## Supplied text
# PTE - A with Stammering



## starwin4u (Jul 22, 2015)

Hi All,

I'm trying to do PTE-A on 20th October '15, Only one concern I have here is that I have a Stammering issue.

Will I get less points if I stammer during my Exam (Re-Tell Lecture, Read Aloud or Repeat Sentence)

Guide me on this.


----------



## m.vettri (Nov 5, 2014)

starwin4u said:


> Hi All,
> 
> I'm trying to do PTE-A on 20th October '15, Only one concern I have here is that I have a Stammering issue.
> 
> ...


Hi,
I see you have scored 7.5 in speaking in IELTS, which is a good score.
Yes, stammering will be an issue. But you dont have to be very fast.
you can speak in medium pace and dont need to hurry.

You may even give another shot at IELTS. Just 0.5 short in writing. 
To improve your score in writing. you need to go the extra mile. write complex sentences. clear paragraphs. clear introduction and conclusion. I did it when I wrote it.

All the best.


----------



## aussieplan (Jul 12, 2015)

m.vettri said:


> Hi,
> I see you have scored 7.5 in speaking in IELTS, which is a good score.
> Yes, stammering will be an issue. But you dont have to be very fast.
> you can speak in medium pace and dont need to hurry.
> ...


I second this, but first you should go for a re-evaluation if you're confident that you did well in the exam. I've been thru this and got 0.5 increased in both speaking and writing hence enabling me for applying for 189.

It cost Rs. 6,500/- and if scores change the amount is refunded back to you. Try it mate, who knows it might work for you as well?


----------



## ag2015 (Jul 10, 2015)

I'm pretty sure you can request an accommodation for the stammering if you can get a doctor's certificate. Ask IELTS/PTE about it. 

I know that IELTS allows accommodations for disabilities with proper documentation.


----------

## Data lines
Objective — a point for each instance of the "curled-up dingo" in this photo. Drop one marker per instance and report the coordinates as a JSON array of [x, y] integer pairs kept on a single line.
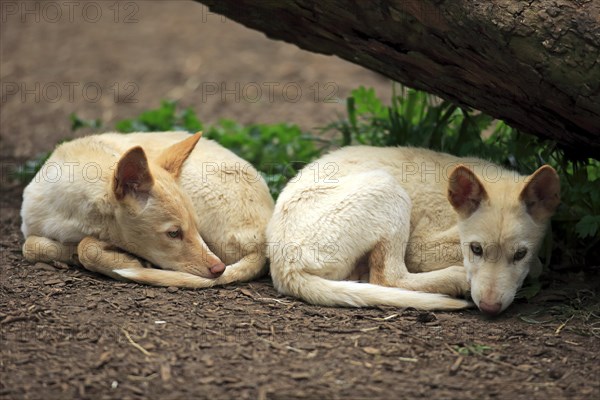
[[114, 202], [417, 225]]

## Job 1
Decide whether each statement agrees with the thread on stammering, answering yes or no and quoting the words of the thread that settle it: (a) The first poster plans to take PTE-A on 20th October '15. (b) The re-evaluation fee is refunded if the scores change. (c) m.vettri says stammering will not be an issue.
## Job 2
Swap "proper documentation" for "written proof" in the thread on stammering, then write out the passage starting with "## ag2015 (Jul" and going on through "with proper documentation.".
## Job 3
Summarize the thread on stammering in two sentences.
The lines have no connection to the thread on stammering.

## Finished answer 1
(a) Yes: "I'm trying to do PTE-A on 20th October '15"
(b) Yes: "if scores change the amount is refunded back to you"
(c) No: "Yes, stammering will be an issue."

## Finished answer 2
## ag2015 (Jul 10, 2015)

I'm pretty sure you can request an accommodation for the stammering if you can get a doctor's certificate. Ask IELTS/PTE about it. 

I know that IELTS allows accommodations for disabilities with written proof.

## Finished answer 3
A user asks whether stammering during the PTE-A speaking tasks would mean fewer points. The replies say stammering will be an issue but a medium pace is fine, suggest going for a re-evaluation, and note that an accommodation may be requested with a doctor's certificate.